▸ **Requirements**:
Please find each row that contains the word "sunglasses" and copy those rows out in full.

▸ **Listing**:
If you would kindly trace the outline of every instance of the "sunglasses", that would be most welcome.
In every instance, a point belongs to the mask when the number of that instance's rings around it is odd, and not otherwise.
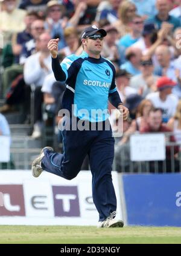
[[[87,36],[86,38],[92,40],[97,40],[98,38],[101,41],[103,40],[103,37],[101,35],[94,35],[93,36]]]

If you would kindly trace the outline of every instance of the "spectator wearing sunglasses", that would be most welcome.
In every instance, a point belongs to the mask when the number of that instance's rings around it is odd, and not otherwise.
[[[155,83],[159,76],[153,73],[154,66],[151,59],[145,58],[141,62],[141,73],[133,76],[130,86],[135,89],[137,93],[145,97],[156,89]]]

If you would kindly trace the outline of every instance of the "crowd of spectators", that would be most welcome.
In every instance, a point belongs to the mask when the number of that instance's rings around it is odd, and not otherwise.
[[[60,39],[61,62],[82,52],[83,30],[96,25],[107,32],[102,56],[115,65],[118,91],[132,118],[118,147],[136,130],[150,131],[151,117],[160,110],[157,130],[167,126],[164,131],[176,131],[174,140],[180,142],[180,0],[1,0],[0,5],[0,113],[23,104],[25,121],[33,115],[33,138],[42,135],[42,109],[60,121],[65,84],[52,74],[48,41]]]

---

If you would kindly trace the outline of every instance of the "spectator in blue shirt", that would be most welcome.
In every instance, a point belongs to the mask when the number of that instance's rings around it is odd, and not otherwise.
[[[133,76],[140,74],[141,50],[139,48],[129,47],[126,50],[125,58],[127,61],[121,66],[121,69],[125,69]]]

* * *

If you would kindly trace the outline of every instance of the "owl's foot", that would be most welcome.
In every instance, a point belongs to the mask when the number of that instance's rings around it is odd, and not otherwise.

▸ **Completed exercise**:
If you would kindly trace the outline of every instance of the "sunglasses", that would be most welcome.
If you would kindly trace the outline of every instance of the "spectator wearing sunglasses", that would be most welcome.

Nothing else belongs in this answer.